DATASET EXCERPTS
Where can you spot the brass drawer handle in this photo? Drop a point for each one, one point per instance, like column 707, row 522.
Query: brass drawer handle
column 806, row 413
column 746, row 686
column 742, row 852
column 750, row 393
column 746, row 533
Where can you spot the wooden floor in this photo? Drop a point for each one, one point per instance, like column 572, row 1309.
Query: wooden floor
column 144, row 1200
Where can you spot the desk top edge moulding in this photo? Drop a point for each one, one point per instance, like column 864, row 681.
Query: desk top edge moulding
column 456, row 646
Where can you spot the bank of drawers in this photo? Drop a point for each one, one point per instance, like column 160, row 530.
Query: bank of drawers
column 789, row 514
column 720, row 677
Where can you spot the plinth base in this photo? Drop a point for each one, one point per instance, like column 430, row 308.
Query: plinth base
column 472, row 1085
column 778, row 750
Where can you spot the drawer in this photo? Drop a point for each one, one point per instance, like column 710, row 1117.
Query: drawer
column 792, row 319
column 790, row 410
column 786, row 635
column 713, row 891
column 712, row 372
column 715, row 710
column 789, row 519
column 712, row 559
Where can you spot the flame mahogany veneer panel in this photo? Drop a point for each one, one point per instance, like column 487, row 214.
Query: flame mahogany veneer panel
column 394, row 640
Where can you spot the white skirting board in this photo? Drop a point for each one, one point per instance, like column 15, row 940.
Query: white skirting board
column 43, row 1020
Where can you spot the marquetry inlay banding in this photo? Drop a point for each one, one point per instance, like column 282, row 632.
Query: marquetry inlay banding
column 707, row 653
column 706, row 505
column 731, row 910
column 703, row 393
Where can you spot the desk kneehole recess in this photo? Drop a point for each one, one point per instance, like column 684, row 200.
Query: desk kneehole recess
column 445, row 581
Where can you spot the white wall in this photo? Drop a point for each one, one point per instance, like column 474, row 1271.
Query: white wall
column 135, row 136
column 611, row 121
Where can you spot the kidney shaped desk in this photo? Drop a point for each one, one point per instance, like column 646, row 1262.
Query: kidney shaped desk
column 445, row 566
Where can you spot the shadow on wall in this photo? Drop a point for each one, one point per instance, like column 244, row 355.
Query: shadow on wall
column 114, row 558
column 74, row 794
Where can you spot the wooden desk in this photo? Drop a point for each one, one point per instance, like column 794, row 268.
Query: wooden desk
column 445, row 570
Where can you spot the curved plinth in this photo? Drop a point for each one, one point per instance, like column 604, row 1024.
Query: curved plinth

DIRECTIONS FOR THIS TASK
Retype all of the entries exactly, please.

WRITTEN ANSWER
Where can you spot the brass drawer handle in this photo? Drop a point for each one, one point per instance, like column 707, row 522.
Query: brass drawer handle
column 806, row 413
column 746, row 686
column 742, row 852
column 750, row 393
column 746, row 533
Where can you spot the wooden floor in this photo? Drop a point for each one, one point per instance, like column 572, row 1309.
Query: wooden floor
column 144, row 1200
Where can you spot the desk top edge moulding in this photo? Drop a point for each one, one point per instance, like column 864, row 681.
Query: desk top edge moulding
column 456, row 646
Where can you spot the bank of drawers in this photo? Drop a point for each one, one point per instance, like column 160, row 530.
Query: bank of drawers
column 789, row 514
column 720, row 677
Where can you spot the plinth base in this photo? Drop a point for each one, one point per instance, like column 430, row 308.
Query: plinth base
column 472, row 1085
column 778, row 750
Where can you spot the drawer in this photo? Drop a point for each one, one point per instance, like column 710, row 1117.
Query: drawer
column 792, row 319
column 790, row 410
column 786, row 635
column 713, row 891
column 712, row 372
column 715, row 710
column 789, row 519
column 712, row 559
Where can you spot the flame mahogany veneer panel in this photo? Drop a point for each one, one point per instance, like column 487, row 214.
Query: flame mahogany veneer panel
column 394, row 640
Where can you spot the white skirting board in this photo? Drop a point for each one, one point per instance, like column 15, row 940.
Query: white skirting board
column 43, row 1020
Where can you spot the marquetry inlay banding in this photo? Drop a point for each one, one point per instance, like column 282, row 632.
Query: marquetry inlay banding
column 707, row 653
column 706, row 505
column 731, row 910
column 703, row 393
Where can you spot the desk kneehole recess in this photo? Drop a point for each one, one point per instance, like column 684, row 200.
Query: desk kneehole recess
column 445, row 581
Where can you spot the white wall in this photo? Drop a point for each one, one point per instance, like column 474, row 1271.
Query: white wall
column 135, row 136
column 611, row 121
Where can you spot the kidney shaped desk in this photo? Drop a point for each one, one point per instance, like column 646, row 1262.
Query: kidney shaped desk
column 445, row 566
Where can you spot the shadow on wall in this photo? Drop a point for each one, one point per instance, like column 244, row 355.
Query: shadow on wall
column 114, row 558
column 74, row 794
Where can you spot the wooden desk in this photo? Drop a point for each one, one point per instance, like column 794, row 268.
Query: wooden desk
column 445, row 570
Where can you spot the curved plinth in this photo? Drop a point for each one, one point per instance, like column 604, row 1024.
Query: curved plinth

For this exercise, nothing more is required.